### INSTRUCTIONS TO FOLLOW:
Please put the lines below into a numbered list, leaving out any blank lines.
>> Start GIVEN RECORDS
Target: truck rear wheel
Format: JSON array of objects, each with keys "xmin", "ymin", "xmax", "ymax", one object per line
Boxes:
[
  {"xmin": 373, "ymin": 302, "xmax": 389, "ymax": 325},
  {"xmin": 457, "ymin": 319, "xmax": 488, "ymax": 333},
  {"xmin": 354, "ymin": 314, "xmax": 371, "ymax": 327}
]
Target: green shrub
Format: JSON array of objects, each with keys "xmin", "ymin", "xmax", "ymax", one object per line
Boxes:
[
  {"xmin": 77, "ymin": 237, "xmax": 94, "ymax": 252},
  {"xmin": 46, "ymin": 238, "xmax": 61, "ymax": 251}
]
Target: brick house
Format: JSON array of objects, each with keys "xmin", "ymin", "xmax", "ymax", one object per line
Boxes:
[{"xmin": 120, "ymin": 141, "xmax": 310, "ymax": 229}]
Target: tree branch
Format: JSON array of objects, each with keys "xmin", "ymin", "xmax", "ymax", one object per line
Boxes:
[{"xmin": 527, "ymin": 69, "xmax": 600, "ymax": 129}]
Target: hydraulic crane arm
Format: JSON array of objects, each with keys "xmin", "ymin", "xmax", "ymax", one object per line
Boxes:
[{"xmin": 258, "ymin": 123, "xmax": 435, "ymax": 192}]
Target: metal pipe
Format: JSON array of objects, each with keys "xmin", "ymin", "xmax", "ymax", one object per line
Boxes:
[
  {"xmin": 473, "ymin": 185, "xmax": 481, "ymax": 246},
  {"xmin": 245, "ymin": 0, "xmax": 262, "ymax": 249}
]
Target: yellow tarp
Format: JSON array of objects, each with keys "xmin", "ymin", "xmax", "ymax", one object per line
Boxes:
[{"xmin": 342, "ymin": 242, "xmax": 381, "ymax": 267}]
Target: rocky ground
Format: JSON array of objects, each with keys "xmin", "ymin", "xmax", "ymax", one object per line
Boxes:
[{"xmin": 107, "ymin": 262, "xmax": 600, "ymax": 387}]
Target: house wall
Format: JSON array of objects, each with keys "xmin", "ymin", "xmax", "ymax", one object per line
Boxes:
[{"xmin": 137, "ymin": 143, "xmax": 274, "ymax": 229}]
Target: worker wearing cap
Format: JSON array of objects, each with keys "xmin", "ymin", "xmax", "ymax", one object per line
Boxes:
>> End GIVEN RECORDS
### SOLUTION FOR THIS PROBLEM:
1. Target: truck rear wheel
2. Format: JSON array of objects, each with keys "xmin", "ymin", "xmax", "ymax", one object per line
3. Boxes:
4. [
5.   {"xmin": 373, "ymin": 302, "xmax": 389, "ymax": 325},
6.   {"xmin": 457, "ymin": 319, "xmax": 488, "ymax": 333},
7.   {"xmin": 354, "ymin": 314, "xmax": 371, "ymax": 327}
8. ]
9. Target: green shrub
10. Format: JSON array of objects, each with keys "xmin", "ymin", "xmax", "ymax", one object per line
11. Boxes:
12. [
13.   {"xmin": 77, "ymin": 237, "xmax": 94, "ymax": 252},
14.   {"xmin": 46, "ymin": 238, "xmax": 61, "ymax": 251}
15. ]
16. Target: brick house
17. Format: JSON array of objects, each with keys "xmin", "ymin", "xmax", "ymax", one object per line
18. Boxes:
19. [{"xmin": 120, "ymin": 141, "xmax": 310, "ymax": 229}]
20. Target: tree branch
21. Format: JSON array of objects, each with keys "xmin", "ymin", "xmax", "ymax", one object per line
22. Boxes:
23. [{"xmin": 527, "ymin": 69, "xmax": 600, "ymax": 129}]
24. Target: hydraulic crane arm
25. Format: JSON array of objects, each with keys "xmin", "ymin", "xmax", "ymax", one object per line
26. Boxes:
27. [{"xmin": 258, "ymin": 123, "xmax": 435, "ymax": 192}]
28. Target: metal pipe
29. Format: JSON array of objects, each with keys "xmin", "ymin", "xmax", "ymax", one object per line
30. Boxes:
31. [
32.   {"xmin": 473, "ymin": 185, "xmax": 481, "ymax": 246},
33.   {"xmin": 245, "ymin": 0, "xmax": 262, "ymax": 249}
34. ]
35. Target: yellow tarp
36. Format: JSON array of objects, each with keys "xmin", "ymin", "xmax", "ymax", one object per line
37. Boxes:
38. [{"xmin": 342, "ymin": 242, "xmax": 381, "ymax": 267}]
39. Target: rocky ground
40. Format: JSON array of objects, each with keys "xmin", "ymin", "xmax", "ymax", one object per line
41. Boxes:
42. [{"xmin": 107, "ymin": 262, "xmax": 600, "ymax": 387}]
43. Target: house wall
44. Format: JSON array of objects, each with keys "xmin", "ymin", "xmax", "ymax", one object per line
45. Boxes:
46. [{"xmin": 137, "ymin": 143, "xmax": 274, "ymax": 229}]
47. Target: worker wearing cap
48. Format: JSON array of objects, each with keys "xmin", "ymin", "xmax", "ymax", one object per line
49. Boxes:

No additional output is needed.